**REQUIRED TASK:** Reproduce the stretch from the start of the stored items through the line containing "M 81 129 L 75", both ends included, with the requests kept. Multiply every polygon coordinate in the answers by 1.2 and round to whole numbers, halves up. Leave the pictures out of the answer.
** BEGIN DATA **
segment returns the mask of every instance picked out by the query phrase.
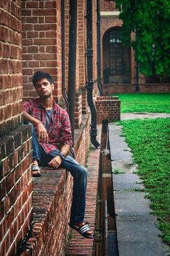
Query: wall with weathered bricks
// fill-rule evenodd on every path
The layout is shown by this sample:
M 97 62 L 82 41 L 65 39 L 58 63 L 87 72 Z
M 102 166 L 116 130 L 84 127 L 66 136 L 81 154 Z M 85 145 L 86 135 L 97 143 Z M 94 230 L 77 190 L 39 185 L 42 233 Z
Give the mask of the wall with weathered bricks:
M 32 141 L 22 118 L 21 1 L 1 1 L 0 11 L 0 255 L 9 256 L 32 219 Z
M 50 73 L 54 95 L 61 96 L 61 1 L 22 1 L 24 97 L 35 98 L 32 77 Z
M 15 255 L 32 219 L 31 129 L 22 126 L 0 138 L 0 255 Z
M 97 123 L 104 120 L 109 122 L 120 120 L 120 101 L 118 97 L 97 97 L 96 108 Z
M 81 129 L 75 130 L 76 159 L 84 165 L 89 148 L 89 114 L 84 115 Z M 42 169 L 34 180 L 33 222 L 22 256 L 63 256 L 68 240 L 68 225 L 73 179 L 65 169 Z
M 146 84 L 139 85 L 140 93 L 162 93 L 170 92 L 169 84 Z M 104 85 L 103 92 L 105 95 L 112 93 L 135 93 L 135 85 Z

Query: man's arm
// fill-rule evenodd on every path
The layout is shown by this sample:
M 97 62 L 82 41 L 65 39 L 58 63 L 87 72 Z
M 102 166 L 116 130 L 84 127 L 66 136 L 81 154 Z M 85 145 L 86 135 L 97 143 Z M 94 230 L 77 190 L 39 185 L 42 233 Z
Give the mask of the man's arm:
M 42 122 L 40 120 L 32 116 L 31 115 L 30 115 L 30 114 L 28 114 L 24 111 L 23 111 L 23 116 L 24 116 L 24 121 L 30 122 L 35 127 L 37 131 L 37 140 L 40 142 L 48 142 L 48 132 L 46 131 L 46 129 L 42 124 Z

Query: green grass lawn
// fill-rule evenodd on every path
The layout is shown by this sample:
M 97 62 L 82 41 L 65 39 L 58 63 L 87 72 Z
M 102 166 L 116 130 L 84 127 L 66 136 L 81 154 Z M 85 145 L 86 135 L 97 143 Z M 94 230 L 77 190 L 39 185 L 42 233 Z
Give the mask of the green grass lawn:
M 112 94 L 121 100 L 121 113 L 170 113 L 170 93 Z
M 138 173 L 158 216 L 163 238 L 170 244 L 170 119 L 120 123 L 123 125 L 123 135 L 132 149 L 134 162 L 139 166 Z

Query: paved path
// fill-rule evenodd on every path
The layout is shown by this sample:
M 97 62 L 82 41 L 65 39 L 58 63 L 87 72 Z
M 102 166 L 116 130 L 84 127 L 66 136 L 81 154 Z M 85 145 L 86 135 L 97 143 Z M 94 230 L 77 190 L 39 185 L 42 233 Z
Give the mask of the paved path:
M 124 114 L 122 120 L 170 117 L 162 114 Z M 162 242 L 156 217 L 151 214 L 150 201 L 135 174 L 130 149 L 121 136 L 122 127 L 109 125 L 117 242 L 120 256 L 169 256 L 169 248 Z

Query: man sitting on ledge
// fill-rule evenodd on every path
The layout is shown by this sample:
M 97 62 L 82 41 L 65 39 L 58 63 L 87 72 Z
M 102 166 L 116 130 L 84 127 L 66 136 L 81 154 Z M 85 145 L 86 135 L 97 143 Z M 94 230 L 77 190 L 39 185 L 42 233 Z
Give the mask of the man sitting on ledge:
M 24 119 L 32 124 L 33 176 L 40 176 L 40 166 L 66 168 L 73 177 L 73 202 L 68 225 L 86 238 L 93 232 L 84 223 L 87 170 L 68 155 L 72 145 L 68 113 L 54 101 L 51 76 L 38 71 L 32 82 L 39 96 L 23 103 Z

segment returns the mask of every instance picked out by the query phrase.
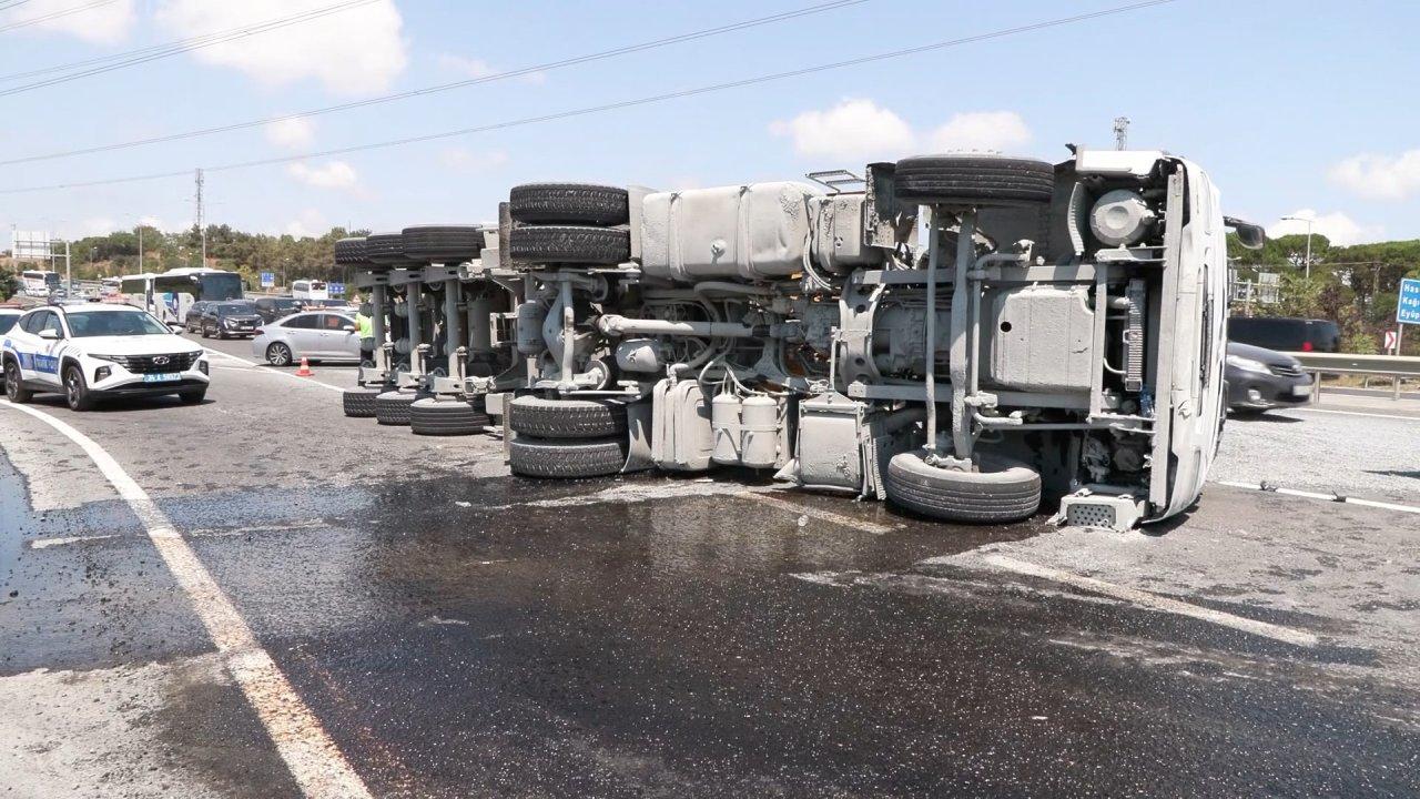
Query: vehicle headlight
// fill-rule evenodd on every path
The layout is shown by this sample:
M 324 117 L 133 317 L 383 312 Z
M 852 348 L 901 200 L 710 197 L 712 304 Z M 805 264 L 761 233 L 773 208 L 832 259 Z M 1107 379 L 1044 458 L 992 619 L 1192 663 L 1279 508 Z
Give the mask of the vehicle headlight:
M 1262 361 L 1244 358 L 1242 355 L 1228 355 L 1228 365 L 1242 371 L 1271 371 Z

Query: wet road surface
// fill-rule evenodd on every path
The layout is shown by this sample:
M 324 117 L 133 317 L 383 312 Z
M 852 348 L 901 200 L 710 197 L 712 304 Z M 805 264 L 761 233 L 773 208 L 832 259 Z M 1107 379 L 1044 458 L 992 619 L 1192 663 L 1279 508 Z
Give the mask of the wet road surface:
M 34 407 L 152 495 L 375 796 L 1420 790 L 1414 516 L 1216 486 L 1109 535 L 740 479 L 541 483 L 496 439 L 214 372 L 193 408 Z M 0 445 L 0 795 L 300 795 L 88 456 L 10 408 Z

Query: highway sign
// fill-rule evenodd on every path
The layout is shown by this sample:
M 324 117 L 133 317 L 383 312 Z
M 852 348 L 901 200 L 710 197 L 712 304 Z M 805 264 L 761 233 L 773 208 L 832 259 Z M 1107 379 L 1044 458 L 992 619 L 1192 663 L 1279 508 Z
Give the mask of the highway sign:
M 1400 301 L 1396 303 L 1396 321 L 1420 324 L 1420 277 L 1406 277 L 1400 281 Z

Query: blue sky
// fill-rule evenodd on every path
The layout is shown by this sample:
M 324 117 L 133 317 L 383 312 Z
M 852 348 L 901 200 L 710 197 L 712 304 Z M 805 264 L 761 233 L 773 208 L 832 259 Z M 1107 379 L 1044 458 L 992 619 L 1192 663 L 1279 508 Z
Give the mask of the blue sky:
M 337 0 L 0 3 L 0 75 L 324 9 Z M 0 97 L 0 161 L 321 108 L 802 9 L 719 3 L 372 0 L 322 20 Z M 530 77 L 331 114 L 308 124 L 0 166 L 0 191 L 187 171 L 672 92 L 927 44 L 1115 1 L 869 0 Z M 207 176 L 207 218 L 263 232 L 493 219 L 507 188 L 582 179 L 656 188 L 792 179 L 878 158 L 1065 142 L 1186 155 L 1228 212 L 1275 232 L 1315 215 L 1342 242 L 1420 237 L 1420 4 L 1177 0 L 1086 23 L 399 148 Z M 26 81 L 0 80 L 0 91 Z M 0 193 L 0 227 L 60 235 L 189 225 L 190 178 Z M 9 239 L 7 230 L 3 236 Z

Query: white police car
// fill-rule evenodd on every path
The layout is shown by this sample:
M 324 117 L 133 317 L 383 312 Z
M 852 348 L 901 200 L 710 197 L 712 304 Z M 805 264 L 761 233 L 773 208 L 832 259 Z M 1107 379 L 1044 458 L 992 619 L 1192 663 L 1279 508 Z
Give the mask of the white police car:
M 207 394 L 202 347 L 129 306 L 34 309 L 0 337 L 0 360 L 11 402 L 62 392 L 70 408 L 87 411 L 115 397 L 176 394 L 195 404 Z

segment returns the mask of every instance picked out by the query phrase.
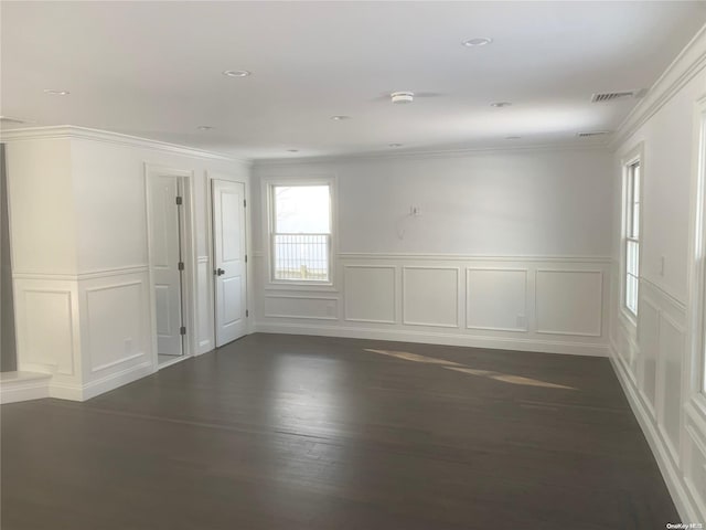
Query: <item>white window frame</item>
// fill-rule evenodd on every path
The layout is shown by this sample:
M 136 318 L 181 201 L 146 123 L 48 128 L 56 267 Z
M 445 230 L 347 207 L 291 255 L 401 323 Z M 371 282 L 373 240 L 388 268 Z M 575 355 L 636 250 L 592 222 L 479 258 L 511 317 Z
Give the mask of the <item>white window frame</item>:
M 695 105 L 688 248 L 687 343 L 685 383 L 691 402 L 706 416 L 706 96 Z
M 292 289 L 292 290 L 335 290 L 335 272 L 338 256 L 338 202 L 336 202 L 336 178 L 334 176 L 312 176 L 312 177 L 270 177 L 263 179 L 261 193 L 265 198 L 265 211 L 263 212 L 267 226 L 265 236 L 265 248 L 267 248 L 267 289 Z M 330 222 L 331 234 L 329 239 L 329 279 L 276 279 L 275 278 L 275 199 L 274 189 L 276 187 L 295 186 L 328 186 L 330 194 Z
M 632 310 L 627 305 L 628 295 L 628 241 L 635 241 L 638 243 L 638 271 L 642 269 L 642 247 L 643 247 L 643 231 L 642 219 L 644 218 L 644 155 L 643 145 L 640 144 L 635 148 L 631 149 L 628 155 L 621 160 L 620 167 L 622 169 L 622 194 L 620 201 L 620 210 L 622 216 L 622 224 L 620 230 L 620 312 L 633 327 L 638 326 L 638 315 L 640 314 L 640 278 L 638 277 L 638 307 L 637 311 Z M 629 189 L 629 176 L 631 168 L 635 165 L 640 165 L 640 197 L 638 202 L 640 204 L 640 216 L 638 219 L 638 237 L 632 240 L 628 236 L 628 229 L 630 226 L 629 216 L 632 214 L 632 204 L 628 204 L 631 201 L 632 193 Z M 640 275 L 640 273 L 638 273 Z

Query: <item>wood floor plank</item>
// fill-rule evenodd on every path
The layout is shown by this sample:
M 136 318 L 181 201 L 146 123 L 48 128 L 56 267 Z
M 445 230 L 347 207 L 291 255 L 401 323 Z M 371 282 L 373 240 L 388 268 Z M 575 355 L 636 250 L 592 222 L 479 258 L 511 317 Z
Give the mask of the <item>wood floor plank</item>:
M 256 333 L 1 442 L 4 530 L 678 522 L 600 358 Z

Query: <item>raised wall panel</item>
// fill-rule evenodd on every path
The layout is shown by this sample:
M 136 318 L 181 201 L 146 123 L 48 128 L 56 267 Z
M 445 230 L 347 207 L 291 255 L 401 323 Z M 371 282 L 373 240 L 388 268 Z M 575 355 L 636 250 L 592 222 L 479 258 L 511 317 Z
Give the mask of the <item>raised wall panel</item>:
M 403 268 L 403 324 L 459 327 L 459 269 Z
M 670 451 L 678 465 L 682 417 L 682 351 L 684 329 L 665 314 L 660 315 L 660 382 L 662 401 L 660 425 L 666 435 Z
M 600 337 L 603 280 L 600 271 L 547 271 L 536 275 L 538 333 Z
M 395 267 L 346 265 L 345 320 L 395 324 Z
M 265 296 L 265 317 L 336 320 L 338 299 L 323 296 Z
M 142 280 L 86 289 L 88 367 L 106 370 L 145 354 Z
M 640 390 L 644 395 L 651 413 L 656 409 L 657 358 L 660 343 L 660 310 L 648 298 L 642 298 L 640 315 Z
M 466 327 L 527 330 L 527 271 L 469 268 L 466 272 Z
M 19 328 L 18 360 L 53 367 L 62 374 L 74 372 L 74 322 L 71 290 L 25 288 Z M 24 350 L 24 351 L 21 351 Z

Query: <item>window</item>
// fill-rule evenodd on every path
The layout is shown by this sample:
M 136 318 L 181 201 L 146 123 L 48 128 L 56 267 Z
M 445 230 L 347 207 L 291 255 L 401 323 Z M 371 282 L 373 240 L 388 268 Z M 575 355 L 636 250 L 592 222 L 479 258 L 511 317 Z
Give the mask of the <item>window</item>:
M 271 279 L 331 283 L 331 184 L 271 184 Z
M 638 316 L 640 288 L 640 160 L 625 166 L 623 305 Z

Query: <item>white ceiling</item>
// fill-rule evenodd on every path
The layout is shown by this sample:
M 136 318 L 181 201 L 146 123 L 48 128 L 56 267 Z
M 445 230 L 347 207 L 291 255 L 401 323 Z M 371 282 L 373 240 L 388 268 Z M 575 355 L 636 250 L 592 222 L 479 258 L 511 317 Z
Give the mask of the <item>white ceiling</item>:
M 2 115 L 256 159 L 601 141 L 576 134 L 614 130 L 637 100 L 591 94 L 649 87 L 706 22 L 700 1 L 3 1 L 0 14 Z M 494 42 L 461 45 L 477 36 Z M 438 96 L 379 97 L 394 91 Z

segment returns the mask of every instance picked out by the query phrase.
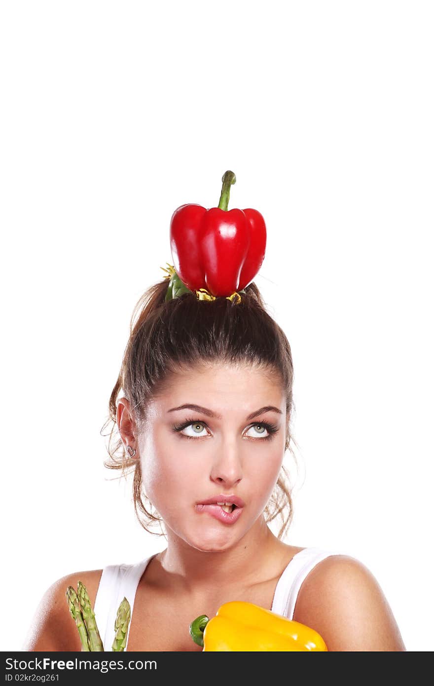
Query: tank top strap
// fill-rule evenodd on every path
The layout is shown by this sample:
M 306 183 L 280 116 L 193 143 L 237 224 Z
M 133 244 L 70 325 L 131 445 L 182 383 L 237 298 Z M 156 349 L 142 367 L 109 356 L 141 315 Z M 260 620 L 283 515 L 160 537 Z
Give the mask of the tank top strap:
M 150 555 L 134 565 L 108 565 L 103 569 L 97 591 L 94 612 L 104 650 L 112 650 L 116 614 L 124 598 L 130 603 L 132 617 L 138 582 L 148 563 L 154 556 Z M 127 635 L 127 644 L 129 634 L 130 627 Z
M 304 579 L 313 567 L 330 555 L 341 552 L 318 547 L 304 548 L 296 553 L 283 570 L 277 582 L 273 598 L 272 612 L 292 619 L 298 591 Z

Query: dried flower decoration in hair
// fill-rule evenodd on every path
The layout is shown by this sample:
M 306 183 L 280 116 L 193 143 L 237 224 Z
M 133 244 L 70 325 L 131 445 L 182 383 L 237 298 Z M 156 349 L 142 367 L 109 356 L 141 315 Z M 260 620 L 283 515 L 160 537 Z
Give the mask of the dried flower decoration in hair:
M 228 210 L 235 181 L 233 172 L 225 172 L 218 207 L 185 204 L 173 212 L 173 265 L 161 268 L 169 279 L 166 300 L 191 293 L 199 300 L 224 296 L 239 303 L 239 294 L 259 271 L 265 255 L 265 222 L 257 210 Z

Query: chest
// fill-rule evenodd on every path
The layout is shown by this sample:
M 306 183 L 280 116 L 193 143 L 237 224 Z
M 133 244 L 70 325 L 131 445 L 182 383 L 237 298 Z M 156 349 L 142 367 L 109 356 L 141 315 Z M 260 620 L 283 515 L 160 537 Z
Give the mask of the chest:
M 210 619 L 224 602 L 244 600 L 271 610 L 278 579 L 217 597 L 212 589 L 204 600 L 164 596 L 145 587 L 134 600 L 128 651 L 200 652 L 191 637 L 190 623 L 200 615 Z

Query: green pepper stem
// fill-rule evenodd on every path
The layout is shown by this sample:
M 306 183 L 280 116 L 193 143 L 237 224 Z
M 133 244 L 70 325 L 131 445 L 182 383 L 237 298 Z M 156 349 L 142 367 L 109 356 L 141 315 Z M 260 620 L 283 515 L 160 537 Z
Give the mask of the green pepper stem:
M 237 181 L 237 177 L 233 172 L 228 171 L 225 172 L 221 180 L 223 181 L 223 185 L 221 187 L 221 194 L 220 195 L 219 209 L 224 210 L 225 212 L 227 212 L 228 205 L 229 204 L 229 193 L 230 193 L 230 187 Z
M 209 617 L 206 615 L 200 615 L 190 624 L 190 636 L 194 642 L 202 648 L 204 647 L 204 631 L 209 621 Z

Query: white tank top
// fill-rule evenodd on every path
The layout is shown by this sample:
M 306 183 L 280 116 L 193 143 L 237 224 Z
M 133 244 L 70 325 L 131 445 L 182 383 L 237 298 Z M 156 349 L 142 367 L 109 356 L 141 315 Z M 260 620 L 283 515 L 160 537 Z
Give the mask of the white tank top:
M 126 598 L 131 606 L 132 616 L 138 582 L 148 563 L 156 554 L 150 555 L 135 565 L 110 565 L 103 569 L 94 612 L 104 650 L 112 650 L 118 607 L 123 598 Z M 273 596 L 272 612 L 292 619 L 298 591 L 309 573 L 325 558 L 341 554 L 318 547 L 304 548 L 296 553 L 279 577 Z M 128 647 L 129 635 L 128 630 L 125 650 Z

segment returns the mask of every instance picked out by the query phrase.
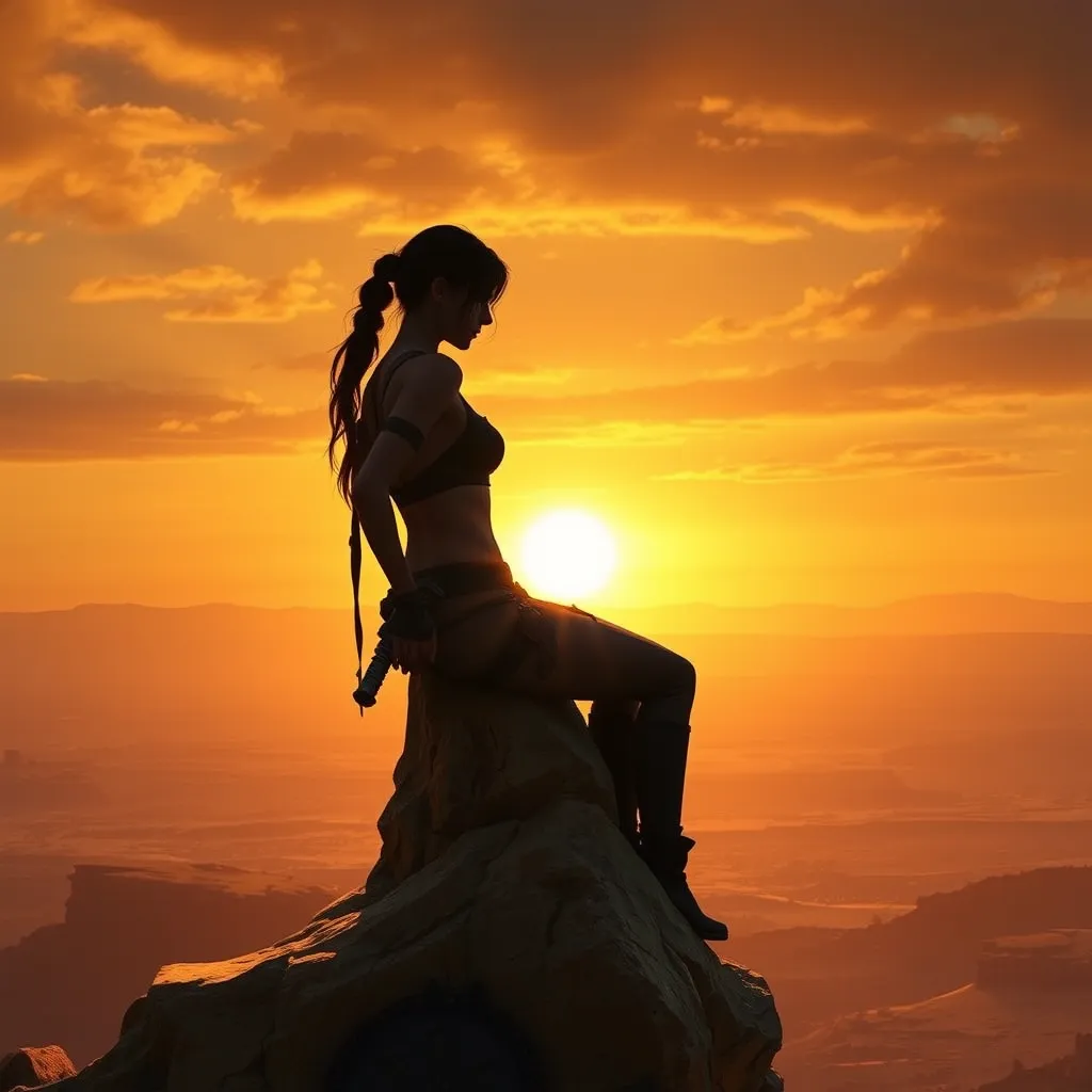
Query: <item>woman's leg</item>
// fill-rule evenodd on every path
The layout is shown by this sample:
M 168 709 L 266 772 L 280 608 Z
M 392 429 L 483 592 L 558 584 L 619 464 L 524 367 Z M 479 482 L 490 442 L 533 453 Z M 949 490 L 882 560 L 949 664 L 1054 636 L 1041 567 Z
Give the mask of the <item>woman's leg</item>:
** END DATA **
**ANSWER:**
segment returns the mask of every instance picked out by the query phrase.
Query: wall with weathered bricks
// fill-rule evenodd on every path
The layout is shown by this sample:
M 97 62 L 82 41 L 65 39 L 58 63 L 87 72 Z
M 102 166 L 116 130 L 84 127 L 66 136 L 81 154 Z M 85 145 L 86 135 L 97 143 Z M 94 230 L 77 190 L 39 185 L 42 233 Z
Give the mask of the wall with weathered bricks:
M 38 169 L 26 142 L 25 1 L 1 1 L 0 13 L 0 306 L 11 307 L 38 263 Z
M 60 88 L 65 114 L 73 115 L 73 1 L 26 1 L 29 116 L 42 118 L 38 92 Z
M 18 306 L 38 263 L 37 155 L 26 151 L 0 166 L 0 306 Z
M 116 148 L 125 144 L 131 146 L 144 144 L 144 121 L 142 116 L 116 116 L 115 130 Z
M 97 155 L 90 156 L 91 191 L 101 198 L 107 178 L 107 137 L 101 138 Z M 50 203 L 41 216 L 40 266 L 26 307 L 76 307 L 82 288 L 82 270 L 88 215 L 78 203 Z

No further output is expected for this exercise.